- Opening Delimiter -

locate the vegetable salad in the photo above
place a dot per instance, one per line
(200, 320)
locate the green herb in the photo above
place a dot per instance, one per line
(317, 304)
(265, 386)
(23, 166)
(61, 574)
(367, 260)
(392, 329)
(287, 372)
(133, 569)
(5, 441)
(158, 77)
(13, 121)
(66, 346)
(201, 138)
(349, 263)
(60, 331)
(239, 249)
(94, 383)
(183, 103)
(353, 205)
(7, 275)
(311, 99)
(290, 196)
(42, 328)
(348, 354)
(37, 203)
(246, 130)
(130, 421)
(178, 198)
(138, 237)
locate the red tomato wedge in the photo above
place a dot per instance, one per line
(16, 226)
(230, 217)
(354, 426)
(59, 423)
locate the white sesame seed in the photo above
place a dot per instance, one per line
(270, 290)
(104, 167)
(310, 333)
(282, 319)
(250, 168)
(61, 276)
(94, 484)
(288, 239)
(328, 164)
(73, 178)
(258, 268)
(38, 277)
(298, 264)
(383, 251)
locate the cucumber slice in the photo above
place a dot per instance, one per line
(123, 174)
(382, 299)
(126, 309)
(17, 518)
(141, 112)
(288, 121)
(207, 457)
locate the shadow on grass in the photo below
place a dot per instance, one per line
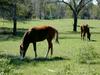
(15, 60)
(91, 62)
(6, 34)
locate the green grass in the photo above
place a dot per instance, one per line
(71, 57)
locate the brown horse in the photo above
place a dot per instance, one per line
(37, 34)
(85, 30)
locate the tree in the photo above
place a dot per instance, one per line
(12, 7)
(76, 6)
(98, 2)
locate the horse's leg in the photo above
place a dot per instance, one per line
(83, 35)
(50, 46)
(34, 44)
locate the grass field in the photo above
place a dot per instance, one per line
(72, 56)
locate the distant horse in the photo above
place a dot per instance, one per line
(37, 34)
(85, 30)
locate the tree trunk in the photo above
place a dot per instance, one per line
(14, 20)
(75, 22)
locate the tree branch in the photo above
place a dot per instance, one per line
(81, 5)
(68, 5)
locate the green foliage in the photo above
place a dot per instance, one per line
(68, 55)
(87, 55)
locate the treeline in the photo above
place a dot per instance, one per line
(45, 9)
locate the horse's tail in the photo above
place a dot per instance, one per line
(57, 35)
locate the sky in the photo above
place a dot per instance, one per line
(94, 1)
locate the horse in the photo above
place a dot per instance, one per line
(37, 34)
(85, 30)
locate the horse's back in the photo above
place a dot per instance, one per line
(40, 33)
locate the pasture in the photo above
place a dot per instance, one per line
(72, 56)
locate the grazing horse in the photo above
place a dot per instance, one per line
(85, 30)
(37, 34)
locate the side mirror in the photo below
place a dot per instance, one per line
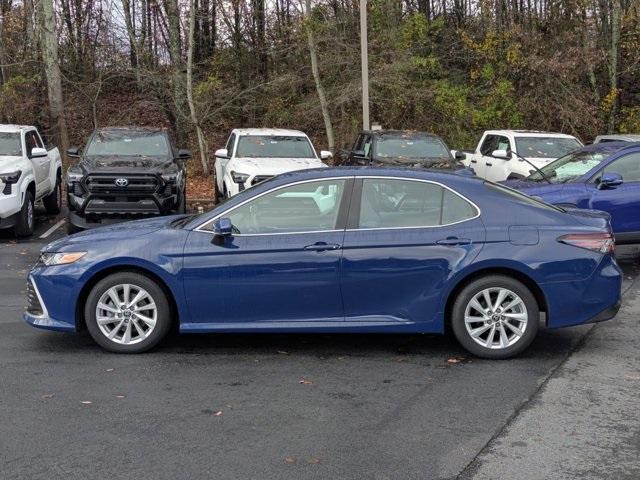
(325, 155)
(38, 152)
(609, 180)
(503, 154)
(73, 152)
(184, 154)
(222, 228)
(222, 153)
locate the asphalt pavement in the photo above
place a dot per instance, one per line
(313, 406)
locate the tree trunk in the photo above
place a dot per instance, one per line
(52, 72)
(613, 64)
(202, 144)
(316, 77)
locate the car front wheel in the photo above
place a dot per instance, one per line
(495, 317)
(127, 312)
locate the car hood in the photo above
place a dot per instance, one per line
(274, 166)
(8, 163)
(118, 231)
(116, 164)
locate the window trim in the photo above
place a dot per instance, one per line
(347, 193)
(354, 213)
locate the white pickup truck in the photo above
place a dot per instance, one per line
(29, 172)
(496, 157)
(253, 155)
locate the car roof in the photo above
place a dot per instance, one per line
(529, 133)
(269, 132)
(9, 128)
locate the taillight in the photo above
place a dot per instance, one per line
(598, 242)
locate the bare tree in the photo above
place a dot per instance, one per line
(202, 144)
(52, 72)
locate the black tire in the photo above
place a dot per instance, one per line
(458, 323)
(26, 217)
(162, 323)
(53, 201)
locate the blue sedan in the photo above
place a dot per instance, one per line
(337, 250)
(603, 176)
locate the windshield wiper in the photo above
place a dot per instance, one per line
(533, 165)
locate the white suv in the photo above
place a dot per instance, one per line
(28, 172)
(253, 155)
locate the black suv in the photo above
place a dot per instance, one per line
(125, 173)
(402, 148)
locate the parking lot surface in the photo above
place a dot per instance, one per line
(294, 406)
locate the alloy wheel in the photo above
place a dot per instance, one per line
(496, 318)
(126, 314)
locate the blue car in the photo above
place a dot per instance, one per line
(603, 176)
(337, 250)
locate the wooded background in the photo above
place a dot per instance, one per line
(202, 67)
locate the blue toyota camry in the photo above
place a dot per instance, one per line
(338, 250)
(603, 176)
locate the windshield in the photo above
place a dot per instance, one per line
(258, 146)
(570, 167)
(125, 143)
(423, 148)
(10, 144)
(545, 147)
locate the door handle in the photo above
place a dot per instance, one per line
(452, 241)
(322, 246)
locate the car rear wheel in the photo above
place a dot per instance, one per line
(495, 317)
(127, 313)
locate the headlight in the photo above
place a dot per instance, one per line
(61, 258)
(12, 177)
(239, 177)
(74, 176)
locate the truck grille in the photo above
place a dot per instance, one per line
(260, 178)
(33, 303)
(136, 184)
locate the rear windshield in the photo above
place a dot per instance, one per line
(10, 144)
(415, 148)
(134, 144)
(259, 146)
(545, 147)
(521, 197)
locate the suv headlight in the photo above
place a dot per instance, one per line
(56, 258)
(238, 177)
(12, 177)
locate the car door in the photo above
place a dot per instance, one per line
(622, 201)
(496, 169)
(282, 264)
(40, 164)
(221, 162)
(404, 239)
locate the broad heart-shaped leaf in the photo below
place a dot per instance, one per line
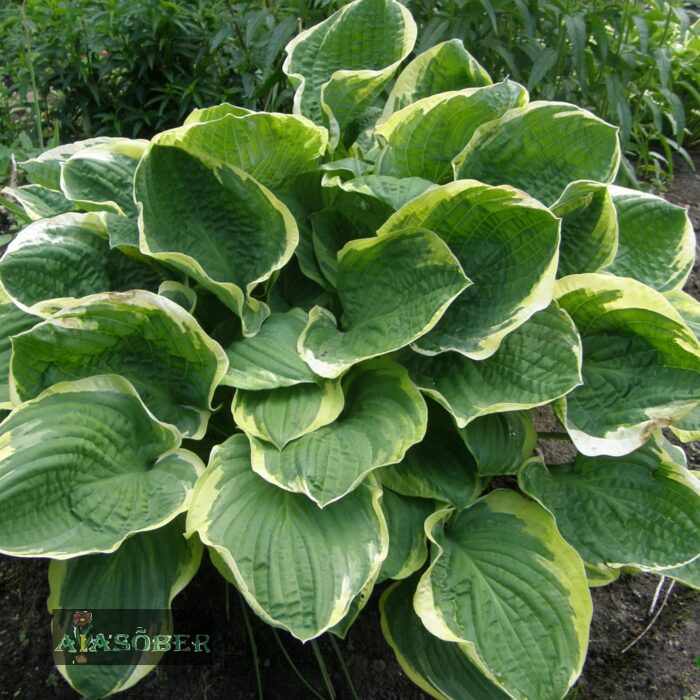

- Closing Delimiter -

- [Aim of the exercise]:
Whenever a line in the listing above includes the word "black", return that line.

- [Task answer]:
locate the black tire in the photo above
locate the black suv in the photo above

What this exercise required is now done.